EXERCISES:
**a)** Answer these questions from the position statement on the European Parliament's AI resolutions:
(i) On what date did the European Parliament adopt the three proposals?
(ii) What are the three resolutions named?
(iii) How do the authors describe the instrumental approach of the European Parliament?
**b)** Continue the position statement on the European Parliament's AI resolutions from where it stops.

TEXT FOR ANALYSIS:
═══

AI governance decisions by European Parliament: two steps forward, one step back
By Prof. dr. Evert F. Stamhuis LLM & Prof. dr. Klaus Heine
Erasmus School of Law
Erasmus Centre for Data Analytics
Jean Monnet Centre of Excellence Digital Governance
Artificial Intelligence was the central topic in the three proposals that the European Parliament (EP) adopted on Oct. 20. Three Parliament resolutions set the stage for the development and deployment of artificial intelligence, robotics and related technologies in the EU. The resolutions comprise a Framework for the ethical aspects of artificial intelligence, robotics and related technologies, a Civil Liability regime for artificial intelligence and a Resolution on the intellectual property rights for the development of artificial intelligence technologies. https://www.europarl.europa.eu/doceo/document/TA-9-2020-10-20-TOC_EN.html
In this position statement we want to share our first assessment of these policy documents in the light of our research on governance of digitalization today and tomorrow (www.digov.eu). In sum, we hold these decisions to be an important move forward for the EU to show where we stand in the global playing field of breakthrough technologies. A clear policy helps to avoid unhealthy competition between member states and to prevent a race to the bottom for the involved industries. However, the instrumental approach of the European Parliament is in our view disappointingly conservative and insufficiently futureproof.

═══

DATASET ENTRIES:
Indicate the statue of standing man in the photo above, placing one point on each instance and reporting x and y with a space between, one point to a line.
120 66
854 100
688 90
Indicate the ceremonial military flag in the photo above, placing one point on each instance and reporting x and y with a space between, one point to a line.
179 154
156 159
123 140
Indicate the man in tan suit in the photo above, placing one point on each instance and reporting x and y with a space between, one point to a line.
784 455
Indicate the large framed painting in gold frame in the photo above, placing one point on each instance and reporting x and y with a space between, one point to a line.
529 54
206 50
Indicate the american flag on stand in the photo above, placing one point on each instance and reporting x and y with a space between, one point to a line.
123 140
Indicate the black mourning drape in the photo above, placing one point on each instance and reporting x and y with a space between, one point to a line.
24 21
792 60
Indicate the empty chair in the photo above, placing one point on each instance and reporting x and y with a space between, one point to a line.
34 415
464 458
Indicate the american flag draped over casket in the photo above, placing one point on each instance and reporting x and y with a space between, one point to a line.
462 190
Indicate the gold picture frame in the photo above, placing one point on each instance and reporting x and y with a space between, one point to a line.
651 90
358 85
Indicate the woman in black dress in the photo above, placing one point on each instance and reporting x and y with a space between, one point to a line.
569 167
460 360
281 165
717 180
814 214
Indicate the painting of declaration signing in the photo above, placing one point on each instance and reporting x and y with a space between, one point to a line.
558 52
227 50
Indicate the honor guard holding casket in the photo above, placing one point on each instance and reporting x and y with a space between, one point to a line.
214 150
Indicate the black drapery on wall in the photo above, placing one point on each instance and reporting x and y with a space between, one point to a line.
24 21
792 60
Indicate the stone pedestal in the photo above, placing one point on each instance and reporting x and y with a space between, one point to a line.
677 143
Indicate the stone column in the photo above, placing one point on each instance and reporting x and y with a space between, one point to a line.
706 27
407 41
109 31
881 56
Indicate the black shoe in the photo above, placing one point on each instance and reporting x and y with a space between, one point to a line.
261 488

═══

ANSWERS BELOW:
**a)**
(i) Oct. 20.
(ii) A Framework for the ethical aspects of artificial intelligence, robotics and related technologies; a Civil Liability regime for artificial intelligence; and a Resolution on the intellectual property rights for the development of artificial intelligence technologies.
(iii) As disappointingly conservative and insufficiently futureproof.

**b)**
On the ethical framework we will stress that the risk-based approach and the principle of human centric technology application are a good starting point. The elaboration however does not end well. On the liability issue we will point at the important policy choice in favor of the operators’ liability, which is promising under certain conditions. The intellectual property policy resolution we appreciate as an example of running without moving an inch.